*Prompt*:
Make an exact copy of the records below, leaving every image out.

Stored items from a collection
----

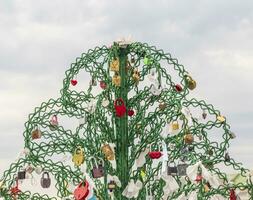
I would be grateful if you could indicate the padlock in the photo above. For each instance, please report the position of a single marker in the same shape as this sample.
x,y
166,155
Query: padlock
x,y
45,181
120,107
114,65
181,168
130,112
36,134
15,190
93,82
29,169
232,135
204,114
136,76
54,123
155,154
155,90
98,168
172,170
188,138
178,88
207,187
191,84
82,191
21,175
105,102
78,156
103,85
108,152
221,118
162,106
232,195
73,82
175,125
116,80
227,157
111,186
199,177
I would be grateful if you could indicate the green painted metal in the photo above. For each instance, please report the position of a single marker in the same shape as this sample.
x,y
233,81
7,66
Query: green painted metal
x,y
102,126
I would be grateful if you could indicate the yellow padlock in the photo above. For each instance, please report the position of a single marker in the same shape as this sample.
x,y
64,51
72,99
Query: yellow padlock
x,y
78,156
116,79
114,65
136,76
175,125
108,152
191,84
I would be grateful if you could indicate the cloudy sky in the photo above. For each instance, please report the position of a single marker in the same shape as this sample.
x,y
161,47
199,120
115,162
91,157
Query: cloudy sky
x,y
39,40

----

*Result*:
I would be grateful if you could indicate the padlock in the photo above. For each instance, please report the position of a single marker in the same shape as this sample.
x,y
166,155
Query: padlock
x,y
45,181
120,107
114,65
181,168
130,112
36,134
15,190
93,82
29,169
232,135
204,114
136,76
54,123
155,154
155,90
98,168
172,170
188,138
178,88
207,187
191,84
82,191
21,175
105,102
78,156
103,85
108,152
221,118
162,106
232,195
73,82
175,125
116,80
227,157
111,186
199,177
I would be grateful if you could indicate the green painted metal in the photo above. For each instance, please report the position of a single marker in the same shape as this sample.
x,y
233,81
7,66
Query: green painted metal
x,y
102,126
I would be grateful if you could indicate the yellow padlock in the photo above. For each instance, please report the position of a single marker in the same shape as this sample.
x,y
64,51
72,99
Query: yellow padlock
x,y
78,156
116,79
114,65
136,76
175,125
108,152
191,84
I would be grateful if you could indicate the cloudy sky in the photo above. For each instance, please report the position of a single marker in the same shape as this sample.
x,y
161,47
199,120
115,162
91,157
Query: cloudy sky
x,y
39,40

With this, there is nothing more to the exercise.